## Extracted text
SRA Commentary: Nasty Economics
By Chris Sanders
January 19, 2004
"These people are nasty…"
Former Treasury Secretary Paul O’Neill describing his former colleagues in the Bush administration
He's A Nasty Piece Of Work
A year ago at this time Commentary was writing about the departure of Paul O’Neill and Larry Lindsay from the Bush administration. Twelve months on and
Mr. O’Neill is back in the news, this time because he has finally broken silence and given us his opinion of Bush et.
al. in an interview with Ron Suskind which formed the basis for a book called The Price of Loyalty. We have been interested to learn that contrary to our opinion at the time, O’Neill was actually fired, just as the
White House said he was. We had thought that he had quit and that the administration was trying to make it seem a matter
of choice, to retain at least the appearance of order and discipline. We just did not think that they could be so stupid
as to fire O’Neill and Lindsay. O’Neill and Lindsay lent them some credibility. Now we know the truth: they are that
stupid.
From what we have seen so far, Suskind’s book is primarily interesting for one reason. As Treasury secretary, O’Neill
was one of the most powerful men in Washington. He was brought onto the Bush team by Dick Cheney, who he counted as a
friend. His professional credentials are unimpeachable. And we learn from his mouth that what we at SRA and many others
have been saying all along is right: that the Bush administration is full of neo conservative ideologues whose
objectives are partisan to a fault, motivated by ideology, superstition, greed, and vindictiveness.

## The input
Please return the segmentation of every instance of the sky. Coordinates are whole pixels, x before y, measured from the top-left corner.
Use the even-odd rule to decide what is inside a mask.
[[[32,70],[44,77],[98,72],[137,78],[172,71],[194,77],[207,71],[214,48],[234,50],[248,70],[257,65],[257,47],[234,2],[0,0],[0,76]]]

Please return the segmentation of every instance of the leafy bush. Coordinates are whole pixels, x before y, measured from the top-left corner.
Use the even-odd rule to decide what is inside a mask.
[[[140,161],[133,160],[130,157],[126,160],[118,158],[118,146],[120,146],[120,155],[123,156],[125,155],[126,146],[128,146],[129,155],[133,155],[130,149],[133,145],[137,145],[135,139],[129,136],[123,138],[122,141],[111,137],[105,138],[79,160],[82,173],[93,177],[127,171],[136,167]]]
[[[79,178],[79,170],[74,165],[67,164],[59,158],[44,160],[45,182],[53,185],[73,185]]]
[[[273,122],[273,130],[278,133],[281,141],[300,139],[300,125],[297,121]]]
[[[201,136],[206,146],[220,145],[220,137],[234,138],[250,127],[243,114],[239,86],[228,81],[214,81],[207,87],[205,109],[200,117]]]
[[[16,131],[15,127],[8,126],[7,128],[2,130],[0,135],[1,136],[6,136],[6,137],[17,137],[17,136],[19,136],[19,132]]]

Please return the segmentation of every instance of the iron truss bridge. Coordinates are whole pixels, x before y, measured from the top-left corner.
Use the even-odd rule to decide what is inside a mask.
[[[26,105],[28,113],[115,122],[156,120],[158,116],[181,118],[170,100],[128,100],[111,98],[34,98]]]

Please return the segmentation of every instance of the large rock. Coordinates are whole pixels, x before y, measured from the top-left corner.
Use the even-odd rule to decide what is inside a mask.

## What you will do
a - Please convert the stretch of the records from the line containing "Please return the segmentation of every instance of the iron" through their final line into a Markdown table with the columns No. and Line, numbering each line and omitting blank lines.
b - Continue the commentary on Paul O'Neill and the Bush administration from the point where it ends.

## Answers in order
a -
| No. | Line |
|---|---|
| 1 | Please return the segmentation of every instance of the iron truss bridge. Coordinates are whole pixels, x before y, measured from the top-left corner. |
| 2 | Use the even-odd rule to decide what is inside a mask. |
| 3 | [[[26,105],[28,113],[115,122],[156,120],[158,116],[181,118],[170,100],[128,100],[111,98],[34,98]]] |
| 4 | Please return the segmentation of every instance of the large rock. Coordinates are whole pixels, x before y, measured from the top-left corner. |
| 5 | Use the even-odd rule to decide what is inside a mask. |

b -
Good governance is not a matter of convenience. It is a matter of survival. The intelligent rich stay rich because they
understand, as Howard Dean apparently does and JP Morgan certainly did, that appearances count. In a political economy
in which the top 1% already controls virtually everything, the style of the Bush administration not only calls attention
to this most uncomfortable of political facts, but rubs everyone’s nose in it. It is the style of those whose only
motive for action is that that they can do something, rather than that they should do something, as the president
himself has confessed to Bob Woodward. The great thing about being president, as he put it, is that he doesn’t have to
listen to anyone, but everyone has to listen to him. This style is not just short-sighted and puerile, it invites
examination of the underlying premises upon which the status quo rests; premises which will not stand up to much
observation under the cold light of law, ethics or even reason. That makes it dangerous to the people who pay the bills.
Which One Is A Republican In Drag?
You would think that the current resident of the White House, a third generation retainer from a family of retainers to
the people who do pay the bills, would know this. But then the best butlers are trained in Britain, not West Texas.
Perhaps the president thinks that because he is president that he cannot be fired. That is a mistake as others have
found out, notably Richard Nixon.
The Bush administration is now taking a great deal of incoming political fire. O’Neill’s criticism notwithstanding,
former Treasury Secretary Robert Rubin has weighed in as well, focusing his attention on the increasingly dire state of
the nation’s finances. Rubin is absolutely right of course, and he has considerable institutional backing for his
criticism, with the IMF in its last World Economic Outlook worrying about the threat to international stability inherent in America’s rapidly growing net foreign debt.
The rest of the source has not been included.